> [EXERCISE INSTRUCTIONS]
Pick out each line in the entries below that contains the string "neck", and copy every such line in full. The match is case-sensitive.

> [RECORDS FOR THIS TASK]
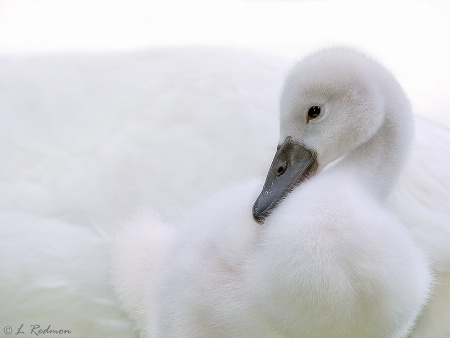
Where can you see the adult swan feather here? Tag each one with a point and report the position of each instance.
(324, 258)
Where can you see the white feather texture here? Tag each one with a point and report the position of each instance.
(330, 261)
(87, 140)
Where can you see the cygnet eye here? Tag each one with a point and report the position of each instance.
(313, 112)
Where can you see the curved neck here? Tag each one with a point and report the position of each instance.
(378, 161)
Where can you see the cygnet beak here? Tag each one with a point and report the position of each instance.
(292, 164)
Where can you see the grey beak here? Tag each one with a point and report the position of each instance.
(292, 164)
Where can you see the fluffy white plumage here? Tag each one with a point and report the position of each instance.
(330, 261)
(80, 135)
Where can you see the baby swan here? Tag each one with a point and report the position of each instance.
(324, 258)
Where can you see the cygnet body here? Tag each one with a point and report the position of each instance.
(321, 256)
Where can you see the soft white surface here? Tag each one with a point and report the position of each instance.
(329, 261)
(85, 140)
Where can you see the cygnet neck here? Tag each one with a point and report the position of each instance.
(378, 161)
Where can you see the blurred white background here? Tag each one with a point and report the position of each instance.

* * *

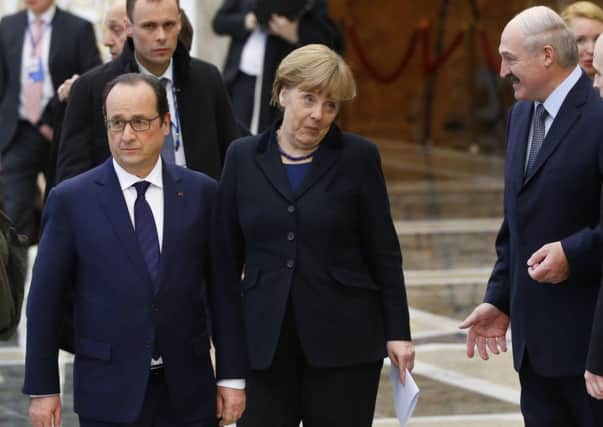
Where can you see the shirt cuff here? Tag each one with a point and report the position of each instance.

> [RESPONSE TO THIS EXERCISE]
Where can you see the curved neck here? Tag each one with a point and report the position of each instance.
Where can you see the cygnet neck here? Tag each one with a point and report the position of each instance.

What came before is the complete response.